>> begin Text segment

# ND Aquatics/Juwel 300



## MikeC1408 (18 Nov 2014)

Time has come to upgrade my tank and I'm looking at a 48 x 24 x 18 from ND Aquatics with Opti White front panel.

What is the silicone work like on these, searches have turned up mixed reviews but most post where a bit on the old side so wondering what the quality is like now a days.

Also any pics would be appreciated of this tank set up


----------



## Stu Worrall (19 Nov 2014)

ive also been thinking the same for a 120cm. Ive got one but it has quite a bit of silicon on it and Ive really been struggling to find a good priced braceless with minimal silicon.  

Id also be interested in seeing any of their recent work and how much silicon they use if customers could pop some pics up?


----------



## Alastair (19 Nov 2014)

Hi mate, I used them a number of times, the latest was the big tank I just took down, and even though that was a whopper of a tank and had black silicone   the workmanship was great, silicone was neat etc


----------



## Crossocheilus (19 Nov 2014)

They offer pretty affordable prices and pretty good workmanship:





Here you can that the silicon is not only in the join, but what you can see is done very neatly. You can also see the difference between base panel (normal glass) and side panel (optiwhite). I managed to get a silver grey cabinet that was flush with the sides of the tank, ada style. Although it is not a standard option for the cabinets, I asked for the scandinavian cabinet but flush with front, back and sides.


----------



## MikeC1408 (19 Nov 2014)

Thanks guys very helpful

Anyone else like to show a pic or link to journal for ideas on build and scapes


----------



## Andy D (19 Nov 2014)

>> end Text segment

**Set exercise 1**. Retype the aquarium tank thread between "## Alastair (19" and "Crossocheilus (19 Nov 2014)", inclusive.

>> begin Material for this task

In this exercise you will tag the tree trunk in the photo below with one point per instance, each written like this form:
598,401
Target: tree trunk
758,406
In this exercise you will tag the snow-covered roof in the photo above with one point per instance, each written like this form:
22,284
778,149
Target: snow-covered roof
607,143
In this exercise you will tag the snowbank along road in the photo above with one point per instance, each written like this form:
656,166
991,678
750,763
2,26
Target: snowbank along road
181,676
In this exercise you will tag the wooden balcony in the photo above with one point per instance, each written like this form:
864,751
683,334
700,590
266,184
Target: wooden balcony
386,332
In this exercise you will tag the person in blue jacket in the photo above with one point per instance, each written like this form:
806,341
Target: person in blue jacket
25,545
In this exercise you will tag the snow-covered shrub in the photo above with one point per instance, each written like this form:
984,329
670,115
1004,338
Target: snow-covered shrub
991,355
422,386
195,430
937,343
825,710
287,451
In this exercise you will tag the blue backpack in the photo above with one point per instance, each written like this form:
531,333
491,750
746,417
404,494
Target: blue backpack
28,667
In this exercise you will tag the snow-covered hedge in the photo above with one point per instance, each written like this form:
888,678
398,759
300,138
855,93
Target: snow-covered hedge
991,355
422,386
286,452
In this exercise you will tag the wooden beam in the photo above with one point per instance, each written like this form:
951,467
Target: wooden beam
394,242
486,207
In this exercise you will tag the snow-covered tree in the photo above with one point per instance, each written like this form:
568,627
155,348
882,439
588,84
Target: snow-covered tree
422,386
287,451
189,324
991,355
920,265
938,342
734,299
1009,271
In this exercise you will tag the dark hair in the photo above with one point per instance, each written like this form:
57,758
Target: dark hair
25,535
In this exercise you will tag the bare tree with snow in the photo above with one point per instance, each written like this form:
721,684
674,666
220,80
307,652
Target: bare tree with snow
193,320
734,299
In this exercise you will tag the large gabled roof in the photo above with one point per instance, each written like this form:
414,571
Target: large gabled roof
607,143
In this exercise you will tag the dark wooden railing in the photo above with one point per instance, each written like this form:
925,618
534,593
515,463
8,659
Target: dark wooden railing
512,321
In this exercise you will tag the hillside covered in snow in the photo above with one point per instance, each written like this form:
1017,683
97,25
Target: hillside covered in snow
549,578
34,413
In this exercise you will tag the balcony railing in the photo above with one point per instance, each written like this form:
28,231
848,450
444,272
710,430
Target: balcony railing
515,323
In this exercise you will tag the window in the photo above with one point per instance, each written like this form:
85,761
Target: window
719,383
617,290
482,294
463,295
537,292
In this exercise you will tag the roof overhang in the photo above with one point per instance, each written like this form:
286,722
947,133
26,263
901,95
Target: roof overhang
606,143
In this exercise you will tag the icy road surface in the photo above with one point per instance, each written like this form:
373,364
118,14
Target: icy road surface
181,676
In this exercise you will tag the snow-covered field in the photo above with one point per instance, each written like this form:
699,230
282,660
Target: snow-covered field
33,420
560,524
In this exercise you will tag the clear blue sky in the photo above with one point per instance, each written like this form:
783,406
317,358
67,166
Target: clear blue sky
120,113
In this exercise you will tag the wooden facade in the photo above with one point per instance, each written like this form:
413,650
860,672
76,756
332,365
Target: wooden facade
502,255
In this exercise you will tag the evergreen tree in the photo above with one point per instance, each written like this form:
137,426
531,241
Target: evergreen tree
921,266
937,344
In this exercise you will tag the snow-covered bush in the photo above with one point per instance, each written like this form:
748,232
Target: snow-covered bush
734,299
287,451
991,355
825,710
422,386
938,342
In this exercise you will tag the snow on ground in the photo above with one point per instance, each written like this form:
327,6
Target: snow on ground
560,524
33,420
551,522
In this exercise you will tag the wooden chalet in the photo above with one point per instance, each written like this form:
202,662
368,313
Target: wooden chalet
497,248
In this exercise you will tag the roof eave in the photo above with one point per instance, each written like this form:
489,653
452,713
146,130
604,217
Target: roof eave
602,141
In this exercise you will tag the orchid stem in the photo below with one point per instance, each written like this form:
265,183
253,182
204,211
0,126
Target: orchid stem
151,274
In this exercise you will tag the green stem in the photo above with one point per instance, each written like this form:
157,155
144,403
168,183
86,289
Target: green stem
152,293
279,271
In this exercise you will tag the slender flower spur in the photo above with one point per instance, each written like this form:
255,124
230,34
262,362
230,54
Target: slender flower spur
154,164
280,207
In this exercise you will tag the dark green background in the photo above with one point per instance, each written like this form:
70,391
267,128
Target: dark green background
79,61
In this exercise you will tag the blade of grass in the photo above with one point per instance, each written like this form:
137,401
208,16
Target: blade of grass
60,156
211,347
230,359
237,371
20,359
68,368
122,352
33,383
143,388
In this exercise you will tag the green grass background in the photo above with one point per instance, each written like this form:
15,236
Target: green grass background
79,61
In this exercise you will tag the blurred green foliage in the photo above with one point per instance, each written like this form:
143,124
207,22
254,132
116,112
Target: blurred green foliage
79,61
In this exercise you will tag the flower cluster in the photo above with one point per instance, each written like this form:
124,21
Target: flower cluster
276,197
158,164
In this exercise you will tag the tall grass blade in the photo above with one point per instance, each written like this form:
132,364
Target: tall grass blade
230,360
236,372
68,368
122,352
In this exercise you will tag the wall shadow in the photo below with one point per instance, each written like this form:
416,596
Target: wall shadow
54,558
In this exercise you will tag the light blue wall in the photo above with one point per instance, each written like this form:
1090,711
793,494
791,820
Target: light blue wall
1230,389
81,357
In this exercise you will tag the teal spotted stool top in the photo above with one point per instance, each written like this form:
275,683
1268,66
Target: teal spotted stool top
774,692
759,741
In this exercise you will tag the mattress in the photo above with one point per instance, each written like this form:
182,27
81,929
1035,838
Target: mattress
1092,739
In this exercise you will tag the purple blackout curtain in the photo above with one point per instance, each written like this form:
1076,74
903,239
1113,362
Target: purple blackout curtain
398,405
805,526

>> end Material for this task

**Set exercise 2**. Filter the records, keeping every line that contains the string "wall". Matching is case-sensitive.

**Correct answer 1**.
## Alastair (19 Nov 2014)

Hi mate, I used them a number of times, the latest was the big tank I just took down, and even though that was a whopper of a tank and had black silicone   the workmanship was great, silicone was neat etc


----------



## Crossocheilus (19 Nov 2014)

**Correct answer 2**.
In this exercise you will tag the wall shadow in the photo below with one point per instance, each written like this form:
Target: wall shadow
In this exercise you will tag the light blue wall in the photo above with one point per instance, each written like this form:
Target: light blue wall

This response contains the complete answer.